▸ Document section
Question

Let $[t]$ denote the largest integer less than or equal to $t$. If \[ \int_0^1 \left(\left[x^2\right] + \left\lfloor \frac{x^2}{2} \right\rfloor\right) dx = a + b\sqrt{2} - \sqrt{3} - \sqrt{5} + c\sqrt{6} - \sqrt{7}, \] where $a, b, c \in \mathbb{Z}$, then $a + b + c$ is equal to ________.

Answer 1

Correct Answer: 23

Breaking the integral into intervals based on values of \( x \):
\[\int_0^3 \left( \lfloor x^2 \rfloor + \left\lfloor \frac{x^2}{2} \right\rfloor \right) dx\]
\[= \int_0^1 0 \, dx + \int_1^{\sqrt{2}} 1 \, dx + \int_{\sqrt{2}}^{\sqrt{3}} 2 \, dx + \int_{\sqrt{3}}^{\sqrt{5}} 3 \, dx + \int_{\sqrt{5}}^{\sqrt{6}} 4 \, dx + \int_{\sqrt{6}}^{\sqrt{7}} 5 \, dx\]
\[+ \int_{\sqrt{7}}^{\sqrt{8}} 6 \, dx + \int_{\sqrt{8}}^3 7 \, dx\]
After evaluating each integral, we get:
\[a = 31, \quad b = -6, \quad c = -2\]
Thus,
\[a + b + c = 31 - 6 - 2 = 23\]

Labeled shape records
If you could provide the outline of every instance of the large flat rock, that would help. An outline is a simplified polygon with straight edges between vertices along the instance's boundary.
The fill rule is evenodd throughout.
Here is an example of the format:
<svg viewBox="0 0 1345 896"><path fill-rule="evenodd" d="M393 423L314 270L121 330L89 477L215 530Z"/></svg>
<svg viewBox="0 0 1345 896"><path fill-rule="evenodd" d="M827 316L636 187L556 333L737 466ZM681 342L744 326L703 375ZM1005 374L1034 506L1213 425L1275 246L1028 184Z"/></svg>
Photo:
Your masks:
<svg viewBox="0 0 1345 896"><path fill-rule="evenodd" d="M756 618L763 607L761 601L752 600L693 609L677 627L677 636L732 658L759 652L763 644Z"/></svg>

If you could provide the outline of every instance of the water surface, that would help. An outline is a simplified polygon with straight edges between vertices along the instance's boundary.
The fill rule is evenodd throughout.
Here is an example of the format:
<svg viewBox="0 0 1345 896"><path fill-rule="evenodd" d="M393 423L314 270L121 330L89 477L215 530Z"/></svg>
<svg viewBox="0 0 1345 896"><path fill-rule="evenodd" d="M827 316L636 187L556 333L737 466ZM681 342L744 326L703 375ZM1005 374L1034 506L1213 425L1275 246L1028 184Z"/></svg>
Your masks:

▸ What is asked
Reproduce the entire integral problem and its worked answer from above.

▸ Correct result
Question

Let $[t]$ denote the largest integer less than or equal to $t$. If \[ \int_0^1 \left(\left[x^2\right] + \left\lfloor \frac{x^2}{2} \right\rfloor\right) dx = a + b\sqrt{2} - \sqrt{3} - \sqrt{5} + c\sqrt{6} - \sqrt{7}, \] where $a, b, c \in \mathbb{Z}$, then $a + b + c$ is equal to ________.

Answer 1

Correct Answer: 23

Breaking the integral into intervals based on values of \( x \):
\[\int_0^3 \left( \lfloor x^2 \rfloor + \left\lfloor \frac{x^2}{2} \right\rfloor \right) dx\]
\[= \int_0^1 0 \, dx + \int_1^{\sqrt{2}} 1 \, dx + \int_{\sqrt{2}}^{\sqrt{3}} 2 \, dx + \int_{\sqrt{3}}^{\sqrt{5}} 3 \, dx + \int_{\sqrt{5}}^{\sqrt{6}} 4 \, dx + \int_{\sqrt{6}}^{\sqrt{7}} 5 \, dx\]
\[+ \int_{\sqrt{7}}^{\sqrt{8}} 6 \, dx + \int_{\sqrt{8}}^3 7 \, dx\]
After evaluating each integral, we get:
\[a = 31, \quad b = -6, \quad c = -2\]
Thus,
\[a + b + c = 31 - 6 - 2 = 23\]